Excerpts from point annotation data
— start —
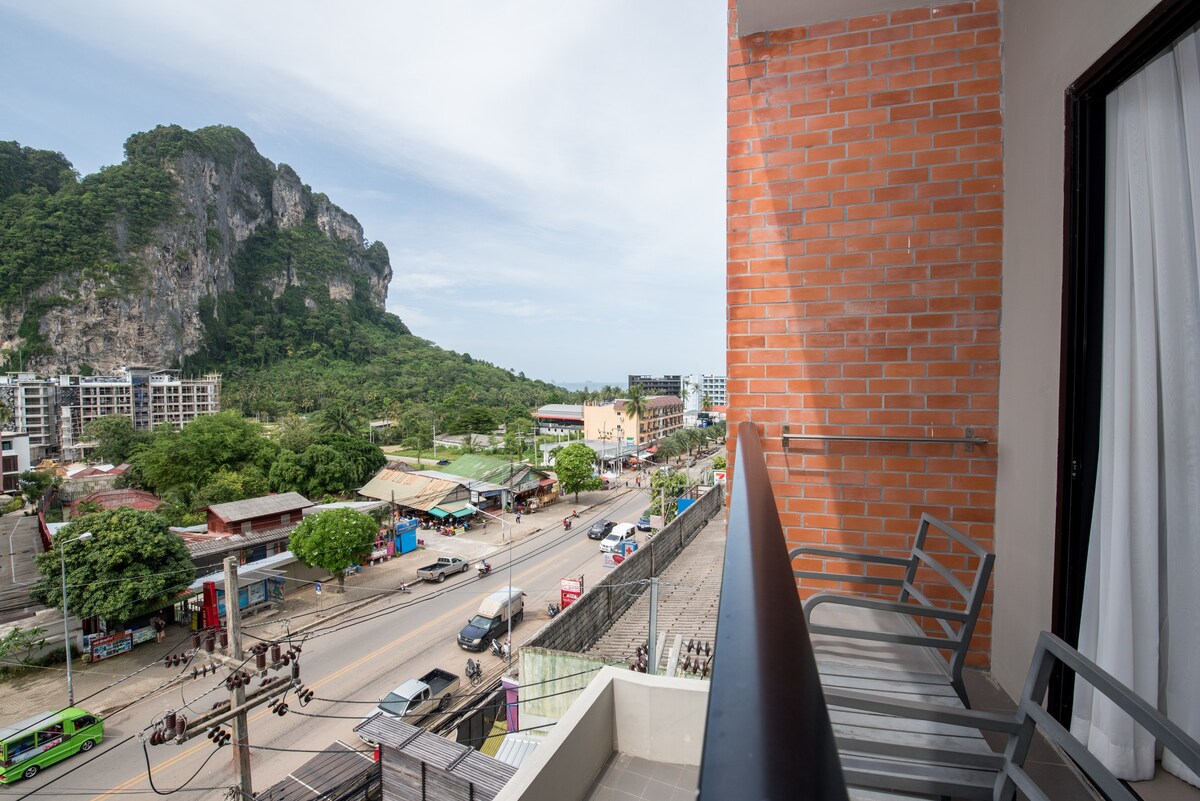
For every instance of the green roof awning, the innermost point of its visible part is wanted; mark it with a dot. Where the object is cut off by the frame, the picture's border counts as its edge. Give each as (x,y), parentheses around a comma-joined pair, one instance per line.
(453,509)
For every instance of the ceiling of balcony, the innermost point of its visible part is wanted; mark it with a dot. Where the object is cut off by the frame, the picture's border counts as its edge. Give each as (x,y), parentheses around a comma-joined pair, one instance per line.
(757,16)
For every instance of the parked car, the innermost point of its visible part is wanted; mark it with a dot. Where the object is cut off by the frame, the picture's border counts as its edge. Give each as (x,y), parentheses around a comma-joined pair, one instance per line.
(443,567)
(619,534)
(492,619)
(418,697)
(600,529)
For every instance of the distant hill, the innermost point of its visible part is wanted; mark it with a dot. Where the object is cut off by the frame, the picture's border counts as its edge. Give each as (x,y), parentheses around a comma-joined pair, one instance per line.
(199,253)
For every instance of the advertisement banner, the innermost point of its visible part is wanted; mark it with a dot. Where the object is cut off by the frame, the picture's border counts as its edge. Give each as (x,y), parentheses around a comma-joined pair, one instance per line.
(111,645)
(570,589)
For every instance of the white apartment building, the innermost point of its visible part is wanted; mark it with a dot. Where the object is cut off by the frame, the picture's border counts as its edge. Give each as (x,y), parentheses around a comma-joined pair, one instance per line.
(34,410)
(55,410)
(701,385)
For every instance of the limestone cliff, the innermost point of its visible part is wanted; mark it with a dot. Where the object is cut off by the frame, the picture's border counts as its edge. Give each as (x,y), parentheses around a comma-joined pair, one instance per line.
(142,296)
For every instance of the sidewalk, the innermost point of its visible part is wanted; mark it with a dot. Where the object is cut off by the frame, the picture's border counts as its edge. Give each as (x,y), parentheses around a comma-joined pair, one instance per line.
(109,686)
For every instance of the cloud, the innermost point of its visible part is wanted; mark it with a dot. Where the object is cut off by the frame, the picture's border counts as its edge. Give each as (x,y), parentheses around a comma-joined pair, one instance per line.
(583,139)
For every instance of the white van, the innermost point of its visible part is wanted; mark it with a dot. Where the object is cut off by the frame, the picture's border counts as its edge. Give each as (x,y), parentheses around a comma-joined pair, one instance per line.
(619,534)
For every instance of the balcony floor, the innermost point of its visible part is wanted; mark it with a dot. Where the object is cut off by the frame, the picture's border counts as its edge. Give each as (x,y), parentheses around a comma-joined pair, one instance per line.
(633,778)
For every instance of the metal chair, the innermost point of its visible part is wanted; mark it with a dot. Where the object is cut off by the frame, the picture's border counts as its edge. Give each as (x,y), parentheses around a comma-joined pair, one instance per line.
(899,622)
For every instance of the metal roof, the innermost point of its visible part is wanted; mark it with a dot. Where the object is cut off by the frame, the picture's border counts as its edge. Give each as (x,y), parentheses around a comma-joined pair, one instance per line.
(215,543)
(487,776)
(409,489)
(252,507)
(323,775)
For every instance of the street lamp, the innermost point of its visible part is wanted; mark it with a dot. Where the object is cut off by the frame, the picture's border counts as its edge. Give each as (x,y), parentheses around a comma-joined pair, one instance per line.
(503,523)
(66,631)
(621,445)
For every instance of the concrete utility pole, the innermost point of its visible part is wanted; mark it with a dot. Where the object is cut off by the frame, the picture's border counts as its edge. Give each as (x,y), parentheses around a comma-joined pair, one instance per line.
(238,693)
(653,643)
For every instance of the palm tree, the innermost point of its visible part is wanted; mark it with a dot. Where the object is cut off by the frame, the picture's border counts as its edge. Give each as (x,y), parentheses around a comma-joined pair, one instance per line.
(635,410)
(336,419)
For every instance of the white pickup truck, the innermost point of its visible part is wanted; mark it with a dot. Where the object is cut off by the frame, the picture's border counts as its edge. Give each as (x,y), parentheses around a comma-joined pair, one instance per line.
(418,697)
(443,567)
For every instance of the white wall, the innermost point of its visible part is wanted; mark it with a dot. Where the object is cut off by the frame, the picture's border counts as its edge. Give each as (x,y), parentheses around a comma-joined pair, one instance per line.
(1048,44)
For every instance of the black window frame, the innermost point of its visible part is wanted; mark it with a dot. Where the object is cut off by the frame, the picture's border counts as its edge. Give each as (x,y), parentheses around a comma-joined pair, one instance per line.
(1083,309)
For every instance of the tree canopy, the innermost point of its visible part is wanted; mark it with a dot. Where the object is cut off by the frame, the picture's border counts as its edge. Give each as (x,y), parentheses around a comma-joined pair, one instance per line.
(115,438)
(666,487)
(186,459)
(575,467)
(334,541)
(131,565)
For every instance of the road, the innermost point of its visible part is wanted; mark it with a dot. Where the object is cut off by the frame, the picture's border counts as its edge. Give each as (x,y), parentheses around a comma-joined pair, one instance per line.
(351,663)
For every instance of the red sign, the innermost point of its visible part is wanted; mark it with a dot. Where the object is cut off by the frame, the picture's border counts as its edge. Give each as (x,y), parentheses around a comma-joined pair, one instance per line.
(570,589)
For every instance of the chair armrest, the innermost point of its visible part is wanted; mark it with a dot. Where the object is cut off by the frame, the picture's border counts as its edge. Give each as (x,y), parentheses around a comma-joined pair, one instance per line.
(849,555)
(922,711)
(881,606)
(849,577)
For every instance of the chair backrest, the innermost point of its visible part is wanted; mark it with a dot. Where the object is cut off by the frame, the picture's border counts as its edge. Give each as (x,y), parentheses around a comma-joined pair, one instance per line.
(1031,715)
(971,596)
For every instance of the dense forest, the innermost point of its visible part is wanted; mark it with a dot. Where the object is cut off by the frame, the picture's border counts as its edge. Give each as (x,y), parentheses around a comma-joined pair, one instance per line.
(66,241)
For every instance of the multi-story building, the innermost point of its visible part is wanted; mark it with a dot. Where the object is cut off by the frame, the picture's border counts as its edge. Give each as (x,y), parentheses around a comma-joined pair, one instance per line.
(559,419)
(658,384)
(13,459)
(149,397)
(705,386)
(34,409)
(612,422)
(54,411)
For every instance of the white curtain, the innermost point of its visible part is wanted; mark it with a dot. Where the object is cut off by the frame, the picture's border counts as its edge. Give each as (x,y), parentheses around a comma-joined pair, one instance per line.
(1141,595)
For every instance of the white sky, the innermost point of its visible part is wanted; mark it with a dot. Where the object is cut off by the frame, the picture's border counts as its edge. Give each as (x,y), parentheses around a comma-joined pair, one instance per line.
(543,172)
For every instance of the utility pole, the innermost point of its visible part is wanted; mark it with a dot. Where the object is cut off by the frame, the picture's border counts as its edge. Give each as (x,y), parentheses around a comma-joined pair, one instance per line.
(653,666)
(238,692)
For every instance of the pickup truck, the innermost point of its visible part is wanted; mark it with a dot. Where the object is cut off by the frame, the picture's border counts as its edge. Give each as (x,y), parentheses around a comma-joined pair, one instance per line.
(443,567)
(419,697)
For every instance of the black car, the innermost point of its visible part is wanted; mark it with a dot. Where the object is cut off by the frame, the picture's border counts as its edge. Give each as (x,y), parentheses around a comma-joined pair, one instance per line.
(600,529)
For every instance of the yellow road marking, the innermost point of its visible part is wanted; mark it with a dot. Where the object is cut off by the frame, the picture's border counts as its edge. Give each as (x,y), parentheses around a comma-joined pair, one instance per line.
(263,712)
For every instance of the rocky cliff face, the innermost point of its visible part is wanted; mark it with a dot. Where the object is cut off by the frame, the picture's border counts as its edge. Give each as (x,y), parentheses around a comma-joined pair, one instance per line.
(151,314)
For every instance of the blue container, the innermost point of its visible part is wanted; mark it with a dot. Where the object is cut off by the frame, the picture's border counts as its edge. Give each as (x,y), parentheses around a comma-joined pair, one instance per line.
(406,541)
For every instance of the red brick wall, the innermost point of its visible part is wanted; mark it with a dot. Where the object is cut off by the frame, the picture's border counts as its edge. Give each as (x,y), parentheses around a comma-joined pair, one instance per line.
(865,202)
— end —
— start —
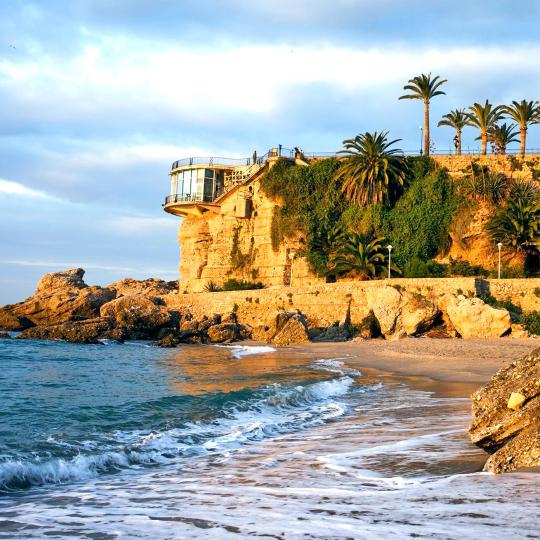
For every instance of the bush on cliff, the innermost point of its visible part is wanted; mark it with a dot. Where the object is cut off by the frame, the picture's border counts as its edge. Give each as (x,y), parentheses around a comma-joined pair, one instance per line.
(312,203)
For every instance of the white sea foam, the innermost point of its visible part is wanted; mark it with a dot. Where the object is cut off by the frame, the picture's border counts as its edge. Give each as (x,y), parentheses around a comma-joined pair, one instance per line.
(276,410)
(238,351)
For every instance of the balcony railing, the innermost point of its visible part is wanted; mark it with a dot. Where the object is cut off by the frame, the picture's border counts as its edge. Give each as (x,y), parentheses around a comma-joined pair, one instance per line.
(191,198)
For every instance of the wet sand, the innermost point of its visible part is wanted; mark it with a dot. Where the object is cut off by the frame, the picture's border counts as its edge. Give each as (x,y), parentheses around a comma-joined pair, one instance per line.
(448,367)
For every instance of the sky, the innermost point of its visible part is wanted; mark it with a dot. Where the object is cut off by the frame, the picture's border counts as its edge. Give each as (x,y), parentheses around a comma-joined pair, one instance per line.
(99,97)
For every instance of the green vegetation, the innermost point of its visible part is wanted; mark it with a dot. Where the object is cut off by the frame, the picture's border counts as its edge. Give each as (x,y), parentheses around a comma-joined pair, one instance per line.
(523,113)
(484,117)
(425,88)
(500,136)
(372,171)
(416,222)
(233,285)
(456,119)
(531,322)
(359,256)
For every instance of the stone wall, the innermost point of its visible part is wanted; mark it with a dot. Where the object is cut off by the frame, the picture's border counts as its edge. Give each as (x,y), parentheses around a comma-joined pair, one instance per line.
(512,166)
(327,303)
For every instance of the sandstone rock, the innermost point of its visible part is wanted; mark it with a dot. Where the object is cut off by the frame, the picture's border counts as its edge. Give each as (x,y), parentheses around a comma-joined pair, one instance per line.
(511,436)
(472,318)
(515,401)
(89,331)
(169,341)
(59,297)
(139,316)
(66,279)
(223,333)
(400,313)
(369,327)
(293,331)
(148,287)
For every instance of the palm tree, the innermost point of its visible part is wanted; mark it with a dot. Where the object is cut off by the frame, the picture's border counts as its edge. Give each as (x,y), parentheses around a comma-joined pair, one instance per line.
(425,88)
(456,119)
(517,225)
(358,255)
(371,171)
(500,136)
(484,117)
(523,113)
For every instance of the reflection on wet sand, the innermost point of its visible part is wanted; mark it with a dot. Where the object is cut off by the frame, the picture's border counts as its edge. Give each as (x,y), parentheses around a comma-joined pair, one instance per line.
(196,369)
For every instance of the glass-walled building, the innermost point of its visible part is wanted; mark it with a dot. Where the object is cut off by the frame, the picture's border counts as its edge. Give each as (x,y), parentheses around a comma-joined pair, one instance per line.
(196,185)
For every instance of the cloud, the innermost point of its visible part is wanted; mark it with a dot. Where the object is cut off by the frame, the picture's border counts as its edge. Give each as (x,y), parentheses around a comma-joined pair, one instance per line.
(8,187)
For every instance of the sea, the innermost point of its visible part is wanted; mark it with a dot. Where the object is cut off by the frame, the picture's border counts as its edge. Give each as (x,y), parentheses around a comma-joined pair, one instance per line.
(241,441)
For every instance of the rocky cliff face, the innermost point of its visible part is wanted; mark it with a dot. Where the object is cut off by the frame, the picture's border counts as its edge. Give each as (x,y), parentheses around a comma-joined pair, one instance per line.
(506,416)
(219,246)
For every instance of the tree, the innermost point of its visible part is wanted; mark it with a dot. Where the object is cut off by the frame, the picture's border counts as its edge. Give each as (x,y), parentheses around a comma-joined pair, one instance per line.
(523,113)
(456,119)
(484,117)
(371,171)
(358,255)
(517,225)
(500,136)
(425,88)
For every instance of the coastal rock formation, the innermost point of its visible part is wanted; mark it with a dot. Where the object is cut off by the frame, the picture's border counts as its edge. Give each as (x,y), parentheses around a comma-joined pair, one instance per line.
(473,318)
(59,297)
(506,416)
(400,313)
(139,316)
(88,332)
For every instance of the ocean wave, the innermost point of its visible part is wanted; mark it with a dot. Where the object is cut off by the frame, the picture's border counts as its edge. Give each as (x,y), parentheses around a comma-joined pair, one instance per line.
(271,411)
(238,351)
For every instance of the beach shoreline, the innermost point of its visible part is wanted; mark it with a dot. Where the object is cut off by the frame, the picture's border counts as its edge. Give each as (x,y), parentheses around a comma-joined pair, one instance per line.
— end —
Job: Pull out every line of the data above that contains the word "pickup", keeping only those lines. Matching is case-sensitive.

Reply to the task:
For every instance of the white pickup truck, the innermost point of its visible part is wanted; mark it with a dot. Where the object is cut off by the frame, the picture's border counts as its edge. Give each as (x,y), parentheses around a comma-joined pair, one instance per line.
For every instance of the pickup truck, the innermost point of its visible part is wanted; mark it with a dot. Where the object is cut off by the frame, the picture's border counts as its edge. Give each as (x,y), parentheses around a comma-joined pair, one instance per line.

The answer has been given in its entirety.